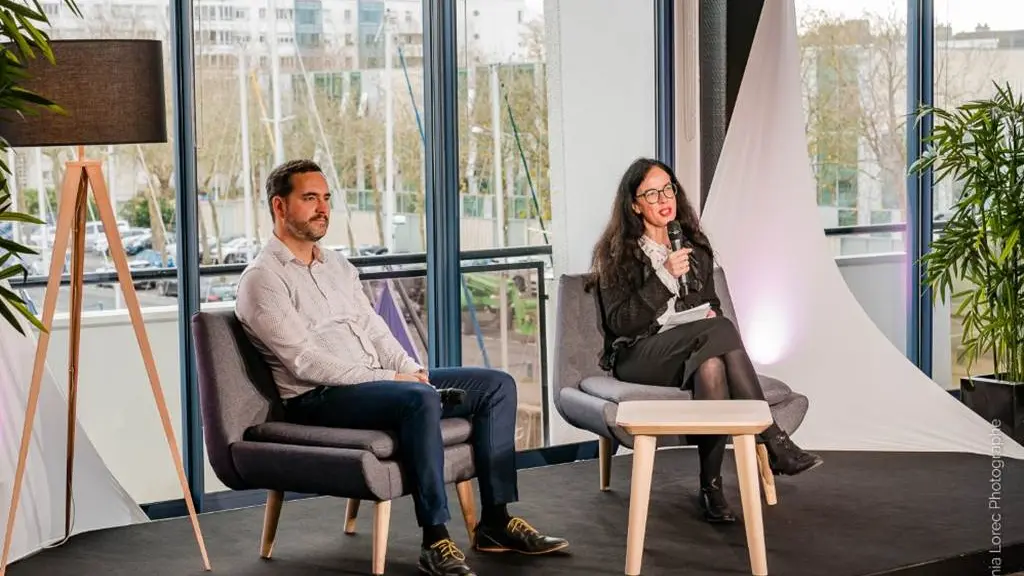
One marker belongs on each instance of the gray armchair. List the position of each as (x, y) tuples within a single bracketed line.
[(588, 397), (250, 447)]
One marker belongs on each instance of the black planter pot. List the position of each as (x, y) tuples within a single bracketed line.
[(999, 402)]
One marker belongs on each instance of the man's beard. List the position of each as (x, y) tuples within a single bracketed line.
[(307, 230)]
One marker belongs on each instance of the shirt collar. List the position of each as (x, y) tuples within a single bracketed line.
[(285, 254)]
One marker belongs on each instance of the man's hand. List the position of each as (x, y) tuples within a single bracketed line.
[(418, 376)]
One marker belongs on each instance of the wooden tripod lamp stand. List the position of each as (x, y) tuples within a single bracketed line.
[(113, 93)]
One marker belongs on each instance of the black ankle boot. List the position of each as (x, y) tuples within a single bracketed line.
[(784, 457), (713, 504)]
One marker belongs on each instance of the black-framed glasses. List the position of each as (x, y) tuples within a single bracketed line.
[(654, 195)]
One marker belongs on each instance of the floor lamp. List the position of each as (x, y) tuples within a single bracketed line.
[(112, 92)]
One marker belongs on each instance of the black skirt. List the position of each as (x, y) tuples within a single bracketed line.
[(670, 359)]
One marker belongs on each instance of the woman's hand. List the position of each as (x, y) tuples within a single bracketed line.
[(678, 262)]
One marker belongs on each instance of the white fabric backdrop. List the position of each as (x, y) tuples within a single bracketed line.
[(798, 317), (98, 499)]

+ + + + + + +

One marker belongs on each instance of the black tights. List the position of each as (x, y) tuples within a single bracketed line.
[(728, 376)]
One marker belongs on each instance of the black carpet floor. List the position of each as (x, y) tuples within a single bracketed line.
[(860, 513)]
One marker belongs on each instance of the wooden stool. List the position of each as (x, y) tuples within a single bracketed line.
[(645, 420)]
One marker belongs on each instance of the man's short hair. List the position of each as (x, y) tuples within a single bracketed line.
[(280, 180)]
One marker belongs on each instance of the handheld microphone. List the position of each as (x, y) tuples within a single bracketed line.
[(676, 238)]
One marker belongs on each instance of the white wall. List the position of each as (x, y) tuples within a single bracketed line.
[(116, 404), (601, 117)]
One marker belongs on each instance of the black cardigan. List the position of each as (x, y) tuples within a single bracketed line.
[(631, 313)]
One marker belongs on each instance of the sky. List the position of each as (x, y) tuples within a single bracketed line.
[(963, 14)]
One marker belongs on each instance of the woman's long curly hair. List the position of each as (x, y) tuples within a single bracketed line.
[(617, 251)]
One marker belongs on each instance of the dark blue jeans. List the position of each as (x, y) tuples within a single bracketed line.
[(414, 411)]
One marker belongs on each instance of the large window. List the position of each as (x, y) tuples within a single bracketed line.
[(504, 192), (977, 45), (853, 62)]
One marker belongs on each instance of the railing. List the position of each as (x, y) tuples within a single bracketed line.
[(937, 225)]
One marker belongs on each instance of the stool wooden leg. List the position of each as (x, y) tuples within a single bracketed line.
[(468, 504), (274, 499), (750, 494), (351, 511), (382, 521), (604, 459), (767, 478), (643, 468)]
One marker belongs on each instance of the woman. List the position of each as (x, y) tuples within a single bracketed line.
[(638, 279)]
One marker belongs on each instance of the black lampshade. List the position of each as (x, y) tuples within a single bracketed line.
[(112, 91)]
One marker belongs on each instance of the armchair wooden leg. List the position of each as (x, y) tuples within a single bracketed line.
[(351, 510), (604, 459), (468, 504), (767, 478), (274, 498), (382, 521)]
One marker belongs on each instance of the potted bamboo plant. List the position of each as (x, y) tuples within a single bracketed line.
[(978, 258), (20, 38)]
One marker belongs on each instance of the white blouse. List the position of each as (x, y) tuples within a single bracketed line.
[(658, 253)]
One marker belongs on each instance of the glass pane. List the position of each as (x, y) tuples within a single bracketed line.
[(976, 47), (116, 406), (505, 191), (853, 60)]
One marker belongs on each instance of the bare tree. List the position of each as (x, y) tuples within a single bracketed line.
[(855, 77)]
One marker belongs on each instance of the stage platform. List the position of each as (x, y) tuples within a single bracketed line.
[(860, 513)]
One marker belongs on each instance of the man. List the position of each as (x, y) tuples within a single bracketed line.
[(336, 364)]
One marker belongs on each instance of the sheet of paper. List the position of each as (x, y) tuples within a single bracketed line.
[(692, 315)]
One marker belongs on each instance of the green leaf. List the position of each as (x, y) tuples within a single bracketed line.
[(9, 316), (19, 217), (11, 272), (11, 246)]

+ + + + + + +

• WHAT THE EXERCISE ASKS: Copy the lines of the material above verbatim, beginning with the line that contains "One marker belongs on each instance of the dark" and continuing through the line that contains "[(504, 192), (977, 45), (853, 62)]", both included.

• EXERCISE RESPONSE:
One marker belongs on each instance of the dark blue jeans. List the position of each as (x, y) tuples within a single bracketed line.
[(414, 411)]
One marker belongs on each instance of the large window. List the position of each as (x, y) tuples within a single bracketed line.
[(504, 192), (977, 45), (853, 62)]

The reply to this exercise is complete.